START Source document
The first research site was the Hotel de Inmigrantes (archive and museum), which was established in 1911 as part of a national policy to welcome and contain the steady immigration flows from Europe to Argentina. The Hotel de Inmigrantes, now the Immigration Museum, directed by Aníbal Jozami, offers scientific information, chronological lines and curated materials originally from the beginning of the 20th century, such as migrants’ suitcases, their letters, and personal objects. The museum also recreates spaces and adds aesthetical exhibition details, as in the case of the migrants’ dormitories, which are surrounded by mirrors that transform the visitor’s perception by multiplying the view of the beds. During my visit, I had the opportunity to speak with Arq. Sergio Sampedro, Chief of the Argentinian National Directorate for Migration, whose department records entrances, trips, and interchanges of migration flows. For example, some of the business trips of theatre migrants are recorded in a digital database that is linked to other websites and information networks, making it possible to follow their trajectories.
The second stop on my research trip was the Archivo General de la Nación (General National Archive), where marine records, manuscripts of immigration laws and captains’ documents are accordingly preserved. In this institution, after thorough research, I was able to locate the itineraries of some important theatre migrants, together with the names of the international shipping companies, complete lists of passengers, from which it was possible to reconstruct entire touring troupes.
My third stop was at the Instituto Nacional de Estudios de Teatro INET (National Institute of Theatre Studies), founded in 1936 and first directed by the European theatre migrant Antonio Cunill Cabanellas. The extensive archive material and the expertise of the director, Prof. Dr. Laura Mogliani, the archivists and the librarians make this place a paradise for theatre scholars, who are welcomed and advised with open arms. In addition to the full days of work at the INET, I had the opportunity to attend to the book launch of Entre la tradición y la modernidad. Historia del Instituto Nacional de Estudios de Teatro (1936-2022), a selection of essays on the history of the National Institute of Theatre Studies of Argentina, by Prof. Dr. Laura Mogliani, published by the Argentine Ministry of Culture. I also visited the Museum’s exhibition “Teatro Criollo entre siglos (1884-1910)” (Creole Theatre between the Centuries (1884-1910)), curated by Dr. Lía Noguera.
END Source document
START Supplied material
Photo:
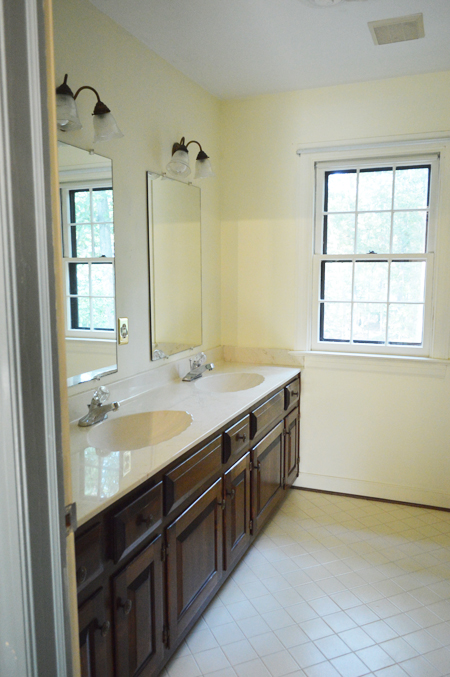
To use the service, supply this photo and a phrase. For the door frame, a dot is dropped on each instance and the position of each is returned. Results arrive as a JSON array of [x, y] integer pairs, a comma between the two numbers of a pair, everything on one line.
[[34, 616]]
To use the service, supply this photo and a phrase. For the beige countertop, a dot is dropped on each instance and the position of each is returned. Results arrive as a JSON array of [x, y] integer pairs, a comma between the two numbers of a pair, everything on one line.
[[100, 477]]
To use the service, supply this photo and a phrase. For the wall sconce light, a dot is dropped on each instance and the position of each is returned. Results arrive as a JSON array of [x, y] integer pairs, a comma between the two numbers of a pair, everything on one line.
[[179, 164], [105, 127]]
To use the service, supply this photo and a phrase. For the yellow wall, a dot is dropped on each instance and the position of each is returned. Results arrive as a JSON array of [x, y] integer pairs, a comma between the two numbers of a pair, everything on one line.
[[369, 430], [379, 431], [261, 238], [154, 105]]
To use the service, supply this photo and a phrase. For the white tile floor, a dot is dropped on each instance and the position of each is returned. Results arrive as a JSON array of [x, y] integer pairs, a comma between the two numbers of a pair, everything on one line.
[[333, 587]]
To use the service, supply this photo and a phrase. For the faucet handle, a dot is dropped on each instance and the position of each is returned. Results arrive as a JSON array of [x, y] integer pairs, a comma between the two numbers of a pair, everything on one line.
[[198, 360], [101, 394]]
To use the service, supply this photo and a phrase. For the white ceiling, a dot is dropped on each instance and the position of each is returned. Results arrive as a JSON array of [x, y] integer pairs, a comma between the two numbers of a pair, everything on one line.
[[238, 48]]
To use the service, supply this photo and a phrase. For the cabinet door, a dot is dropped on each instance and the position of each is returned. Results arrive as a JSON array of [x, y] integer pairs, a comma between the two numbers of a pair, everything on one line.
[[291, 447], [94, 637], [195, 561], [138, 608], [267, 484], [237, 510]]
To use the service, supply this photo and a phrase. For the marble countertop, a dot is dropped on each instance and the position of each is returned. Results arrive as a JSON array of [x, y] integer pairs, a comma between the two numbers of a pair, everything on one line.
[[100, 477]]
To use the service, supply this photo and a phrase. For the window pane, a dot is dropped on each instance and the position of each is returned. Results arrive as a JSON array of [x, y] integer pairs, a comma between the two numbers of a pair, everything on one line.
[[102, 205], [341, 189], [375, 189], [79, 313], [369, 322], [411, 188], [374, 233], [371, 280], [81, 241], [340, 234], [407, 281], [103, 314], [79, 278], [102, 279], [336, 321], [409, 233], [405, 323], [103, 239], [81, 207], [337, 280]]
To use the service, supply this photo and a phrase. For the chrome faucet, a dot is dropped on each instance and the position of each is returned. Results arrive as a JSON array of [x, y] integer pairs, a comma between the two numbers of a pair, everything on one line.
[[159, 355], [197, 367], [97, 410]]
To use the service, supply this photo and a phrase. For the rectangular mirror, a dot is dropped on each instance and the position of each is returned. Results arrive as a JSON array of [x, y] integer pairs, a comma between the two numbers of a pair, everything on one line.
[[175, 258], [87, 222]]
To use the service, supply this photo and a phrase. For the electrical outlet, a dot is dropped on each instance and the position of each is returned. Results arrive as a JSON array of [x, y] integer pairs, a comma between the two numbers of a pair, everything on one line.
[[123, 330]]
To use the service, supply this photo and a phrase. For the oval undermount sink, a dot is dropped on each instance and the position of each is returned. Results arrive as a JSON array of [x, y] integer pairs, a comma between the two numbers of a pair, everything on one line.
[[136, 431], [228, 383]]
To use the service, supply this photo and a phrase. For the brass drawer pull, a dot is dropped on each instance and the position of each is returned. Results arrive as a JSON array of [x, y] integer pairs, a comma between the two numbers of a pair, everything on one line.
[[148, 521], [105, 628], [126, 607], [81, 575]]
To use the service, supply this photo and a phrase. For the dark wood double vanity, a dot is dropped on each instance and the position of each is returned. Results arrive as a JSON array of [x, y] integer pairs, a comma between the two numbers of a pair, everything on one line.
[[149, 564]]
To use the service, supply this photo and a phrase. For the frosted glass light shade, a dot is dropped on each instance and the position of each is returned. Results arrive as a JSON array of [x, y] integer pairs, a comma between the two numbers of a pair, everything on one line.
[[179, 163], [203, 169], [66, 113], [105, 127]]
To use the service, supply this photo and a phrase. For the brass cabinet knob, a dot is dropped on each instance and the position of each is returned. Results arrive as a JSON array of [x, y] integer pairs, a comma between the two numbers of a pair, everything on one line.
[[126, 606], [148, 521], [81, 575]]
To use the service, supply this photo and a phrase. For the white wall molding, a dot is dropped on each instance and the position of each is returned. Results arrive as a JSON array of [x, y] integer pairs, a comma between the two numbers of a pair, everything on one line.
[[382, 364], [390, 492], [277, 356], [376, 143]]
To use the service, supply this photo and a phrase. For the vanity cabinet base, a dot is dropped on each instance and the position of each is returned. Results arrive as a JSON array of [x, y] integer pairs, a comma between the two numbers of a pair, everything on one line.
[[161, 553]]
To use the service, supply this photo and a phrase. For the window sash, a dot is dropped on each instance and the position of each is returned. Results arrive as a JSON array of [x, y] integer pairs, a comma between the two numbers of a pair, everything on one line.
[[371, 347]]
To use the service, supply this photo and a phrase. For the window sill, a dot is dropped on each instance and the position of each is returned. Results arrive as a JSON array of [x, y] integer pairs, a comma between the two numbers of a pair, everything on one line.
[[387, 364]]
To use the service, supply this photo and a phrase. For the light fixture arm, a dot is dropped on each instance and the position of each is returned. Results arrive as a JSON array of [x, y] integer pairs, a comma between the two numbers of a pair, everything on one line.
[[100, 107], [184, 147]]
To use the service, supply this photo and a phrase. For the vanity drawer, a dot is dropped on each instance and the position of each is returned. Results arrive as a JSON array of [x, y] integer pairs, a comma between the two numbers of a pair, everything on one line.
END Supplied material
== Tasks for this exercise ==
a - From the research trip account, print the passage starting at "The second stop" and ending at "entire touring troupes.".
b - Answer these questions using the research trip account:
(i) In what year was the Hotel de Inmigrantes established?
(ii) Who was the first director of the National Institute of Theatre Studies?
(iii) Who curated the exhibition "Teatro Criollo entre siglos (1884-1910)"?

== Answers to each task ==
a -
The second stop on my research trip was the Archivo General de la Nación (General National Archive), where marine records, manuscripts of immigration laws and captains’ documents are accordingly preserved. In this institution, after thorough research, I was able to locate the itineraries of some important theatre migrants, together with the names of the international shipping companies, complete lists of passengers, from which it was possible to reconstruct entire touring troupes.

b -
(i) 1911
(ii) Antonio Cunill Cabanellas
(iii) Dr. Lía Noguera